Records to use: Begin

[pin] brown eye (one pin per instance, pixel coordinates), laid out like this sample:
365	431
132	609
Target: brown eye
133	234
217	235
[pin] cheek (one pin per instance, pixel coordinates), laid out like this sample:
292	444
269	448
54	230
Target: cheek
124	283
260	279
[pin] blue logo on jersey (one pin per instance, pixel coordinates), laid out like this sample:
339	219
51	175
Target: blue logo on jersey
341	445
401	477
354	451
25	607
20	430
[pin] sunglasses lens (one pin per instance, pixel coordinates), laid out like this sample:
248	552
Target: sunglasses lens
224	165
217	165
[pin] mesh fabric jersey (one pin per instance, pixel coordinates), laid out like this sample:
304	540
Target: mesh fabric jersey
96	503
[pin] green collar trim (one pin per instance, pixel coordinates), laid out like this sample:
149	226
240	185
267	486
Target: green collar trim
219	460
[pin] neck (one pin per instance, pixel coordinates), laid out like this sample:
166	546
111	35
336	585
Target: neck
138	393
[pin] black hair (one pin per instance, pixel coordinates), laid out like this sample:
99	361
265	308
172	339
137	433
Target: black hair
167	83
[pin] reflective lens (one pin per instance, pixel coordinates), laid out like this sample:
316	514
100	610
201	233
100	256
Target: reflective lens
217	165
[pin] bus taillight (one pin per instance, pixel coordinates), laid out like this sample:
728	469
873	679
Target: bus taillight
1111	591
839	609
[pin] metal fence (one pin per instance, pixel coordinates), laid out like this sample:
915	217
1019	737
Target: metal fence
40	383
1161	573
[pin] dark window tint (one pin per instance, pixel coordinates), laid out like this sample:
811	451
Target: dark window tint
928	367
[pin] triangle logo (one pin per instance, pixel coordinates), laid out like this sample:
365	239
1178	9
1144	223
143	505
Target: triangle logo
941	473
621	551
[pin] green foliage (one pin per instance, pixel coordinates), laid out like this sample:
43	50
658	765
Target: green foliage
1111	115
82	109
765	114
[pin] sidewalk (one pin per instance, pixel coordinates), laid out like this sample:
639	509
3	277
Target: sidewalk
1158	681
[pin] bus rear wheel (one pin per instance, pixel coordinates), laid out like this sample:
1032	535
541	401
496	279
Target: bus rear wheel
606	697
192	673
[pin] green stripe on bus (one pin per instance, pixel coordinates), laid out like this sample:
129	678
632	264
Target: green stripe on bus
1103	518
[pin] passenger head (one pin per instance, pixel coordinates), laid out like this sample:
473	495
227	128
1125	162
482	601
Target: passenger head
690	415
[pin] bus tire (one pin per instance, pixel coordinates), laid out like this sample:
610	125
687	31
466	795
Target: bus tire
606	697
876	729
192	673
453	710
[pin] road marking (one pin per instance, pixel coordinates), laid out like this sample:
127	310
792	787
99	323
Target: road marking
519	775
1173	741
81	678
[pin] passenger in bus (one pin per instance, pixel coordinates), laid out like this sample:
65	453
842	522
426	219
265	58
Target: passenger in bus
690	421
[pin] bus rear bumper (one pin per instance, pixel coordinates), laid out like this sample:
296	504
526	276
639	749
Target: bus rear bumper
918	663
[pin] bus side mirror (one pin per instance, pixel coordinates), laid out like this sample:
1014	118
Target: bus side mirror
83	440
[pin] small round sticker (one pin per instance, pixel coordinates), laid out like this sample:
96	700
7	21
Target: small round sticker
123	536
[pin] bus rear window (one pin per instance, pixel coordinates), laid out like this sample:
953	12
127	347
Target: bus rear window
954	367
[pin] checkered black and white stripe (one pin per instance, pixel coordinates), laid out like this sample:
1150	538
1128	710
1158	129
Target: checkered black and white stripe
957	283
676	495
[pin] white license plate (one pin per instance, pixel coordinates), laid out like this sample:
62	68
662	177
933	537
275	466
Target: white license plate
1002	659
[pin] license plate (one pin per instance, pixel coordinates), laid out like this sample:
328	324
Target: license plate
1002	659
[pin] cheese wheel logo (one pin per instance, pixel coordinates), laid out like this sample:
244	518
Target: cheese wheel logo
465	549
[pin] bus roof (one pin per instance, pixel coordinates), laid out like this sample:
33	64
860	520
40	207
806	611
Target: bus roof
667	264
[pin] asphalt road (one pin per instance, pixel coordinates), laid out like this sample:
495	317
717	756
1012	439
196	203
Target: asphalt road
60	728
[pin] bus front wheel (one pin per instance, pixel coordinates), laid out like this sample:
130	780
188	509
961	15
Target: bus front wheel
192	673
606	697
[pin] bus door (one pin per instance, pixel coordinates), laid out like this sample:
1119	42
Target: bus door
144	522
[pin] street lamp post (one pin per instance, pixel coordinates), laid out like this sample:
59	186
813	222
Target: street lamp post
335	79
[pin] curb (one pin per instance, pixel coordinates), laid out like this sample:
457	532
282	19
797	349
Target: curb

Records to use: End

* Requirement *
Output the complete data verbatim.

* Exercise answer *
[pin] brown eye (one pin per instance, pixel coordinates), laid out like this sample:
365	431
132	609
Target: brown eye
133	234
217	235
[pin] cheek (one pin per instance, pixel coordinates), laid out like this sample:
292	444
269	448
54	230
Target: cheek
124	283
260	279
[pin] blue logo on jersey (one pin per instance, pixel coordinates), laid out like this sample:
339	219
51	175
Target: blue logo on jersey
341	445
401	477
354	451
25	607
20	430
[pin] sunglasses lens (one pin per instance, pixel coordinates), laid out like this sample:
248	552
Target: sunglasses lens
224	165
217	165
[pin] mesh fabric jersey (one pin per instance, pixel coordinates), laid out like this sample:
304	540
Target: mesh fabric jersey
96	503
[pin] green collar trim (one pin per instance, pixel coordinates), laid out like this sample:
149	226
240	185
267	486
Target: green collar trim
219	460
[pin] neck (one pin per instance, pixel coordinates), laid out like this sample:
166	546
111	35
336	585
Target: neck
138	393
[pin] black hair (one pin per instance, pixel coordinates), laid out like this sample:
99	361
265	308
172	339
137	433
Target: black hair
167	83
[pin] reflective lens (one pin per instance, pixel coordinates), laid out like this sample:
316	514
100	610
201	233
100	256
Target: reflective lens
217	165
[pin] bus taillight (one pin per instance, pixel coordinates), laid out like this sample:
728	469
873	679
Target: bus taillight
1111	591
839	609
[pin] metal fence (one pin per instance, pixel coordinates), laid out like this sample:
915	217
1019	737
Target: metal fence
40	383
1161	573
[pin] dark window tint (one pin per instance, pixel coordinates), laid out like this sample:
811	451
Target: dark window tint
928	367
[pin] triangle logo (one pin per instance, pixel coordinates), laid out like this sample:
365	239
1178	9
1144	223
143	505
Target: triangle logo
941	473
621	551
[pin] green foliage (one pin per instance, pixel coordinates), laid out like this sample:
43	50
658	765
Target: green foliage
1111	115
82	109
765	114
[pin] sidewalk (one pin per instance, pixel coordinates), laid out like this sample:
639	509
3	277
Target: sidewalk
1158	681
[pin] bus rear wheel (one pin per instance, pixel coordinates), laid out like this sample:
1032	535
541	401
496	279
Target: bus rear wheel
606	697
192	673
[pin] green stripe on bus (one pin per instance, pixel coordinates), laid out like this sample:
129	678
632	264
Target: green stripe on bus
1103	518
[pin] passenger head (one pin per instance, pixel coordinates), laid out like this sample:
473	495
227	128
1125	162
482	601
Target: passenger head
690	415
[pin] bus tire (one pin per instance, pixel coordinates), laid out like this sample:
610	125
687	31
466	795
Target: bus tire
606	697
876	729
192	673
453	710
[pin] road marking (one pin per instance, pixel coordinates), laid out like this sample:
127	310
792	787
99	323
Target: road marking
519	775
1173	741
81	678
[pin] passenger in bus (one pin per instance, pixel coordinates), laid out like this sample:
65	453
842	522
426	219
265	58
Target: passenger in bus
690	421
[pin] bus rear bumper (one pin per instance, pixel coordinates), laid out like this sample:
296	504
526	276
639	749
Target: bus rear bumper
918	663
[pin] bus side mirror (one pin per instance, pixel coordinates), laid out like this sample:
1014	118
Target: bus side mirror
83	440
[pin] small round sticker (one pin per instance, pixel coordinates), laid out like this sample:
96	700
7	21
Target: small round sticker
123	536
[pin] bus rear window (one pin per instance, pixel coordinates), laid out like this sample:
953	12
127	347
Target: bus rear window
954	367
[pin] checkered black and white stripe (one pin per instance, pixel coordinates), laid out like this sample:
1150	538
1128	710
1158	129
Target: checkered black and white stripe
957	283
676	495
[pin] white license plate (one pin per instance, pixel coordinates), laid out like this sample:
62	68
662	177
933	537
275	466
Target: white license plate
1002	659
[pin] license plate (one pin per instance, pixel coordinates), laid out like this sample:
328	324
Target: license plate
1002	659
[pin] cheese wheel logo (one pin per instance, pixel coordinates), laid out like this sample:
244	518
Target: cheese wheel logo
465	549
[pin] bus roof (one pin per instance, pixel coordinates), laid out like this sample:
33	64
860	520
40	207
806	611
Target: bus roof
667	264
[pin] asphalt road (one pin per instance, pixel coordinates), laid out like this sample:
495	317
717	756
1012	439
196	203
Target: asphalt road
60	728
[pin] bus front wheel (one pin per instance, pixel coordinates), laid out like this sample:
130	780
188	509
961	15
Target: bus front wheel
192	673
606	697
[pin] bus door (one pin per instance, pixel coordinates), laid out like this sample:
1119	42
Target: bus door
144	522
[pin] street lamp post (one pin per instance, pixel coordinates), laid out like this sample:
59	186
813	222
Target: street lamp post
335	79
[pin] curb (one pin per instance, pixel coordinates), laid out like this sample:
457	532
282	19
797	349
Target: curb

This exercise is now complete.